- [Extracted information]:
■ ■ ■ ■ ■ ■ ■

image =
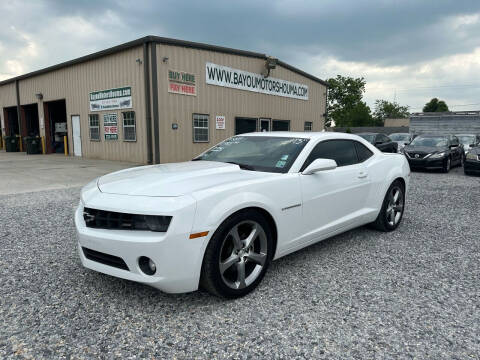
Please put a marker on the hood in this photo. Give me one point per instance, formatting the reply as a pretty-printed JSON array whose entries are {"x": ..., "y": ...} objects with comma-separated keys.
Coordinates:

■ ■ ■ ■ ■ ■ ■

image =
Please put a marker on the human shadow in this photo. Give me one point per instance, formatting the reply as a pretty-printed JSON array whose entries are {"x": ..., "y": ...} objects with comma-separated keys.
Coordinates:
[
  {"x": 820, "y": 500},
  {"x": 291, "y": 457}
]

■ ■ ■ ■ ■ ■ ■

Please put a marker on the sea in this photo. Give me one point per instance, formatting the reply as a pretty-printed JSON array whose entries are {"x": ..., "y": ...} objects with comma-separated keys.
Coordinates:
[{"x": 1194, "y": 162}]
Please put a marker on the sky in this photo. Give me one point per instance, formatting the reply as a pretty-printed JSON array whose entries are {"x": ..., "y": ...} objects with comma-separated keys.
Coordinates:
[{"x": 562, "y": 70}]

■ ■ ■ ■ ■ ■ ■

- [Set problem]:
Pull out every line of the records that contains the string "keys". Case counts.

- [Response]:
Please put a marker on the hood in this photo. Give me one point per instance, formatting the reply as a pretty-printed JSON array whose entries are {"x": ..., "y": ...} objects with comma-separated keys.
Please put a marker on the human shadow in this photo. Give me one point per instance, formatting the reply as a pretty-printed JSON array whose entries are {"x": ..., "y": ...} objects with comma-separated keys.
Please put a marker on the sea in this photo. Give me one point per instance, formatting the reply as a pretty-printed JSON array whose entries are {"x": ..., "y": ...} objects with comma-separated keys.
Please put a marker on the sky in this photo. Give me one point per instance, formatting the reply as a pretty-printed JSON array whose entries are {"x": ..., "y": ...} objects with comma-separated keys.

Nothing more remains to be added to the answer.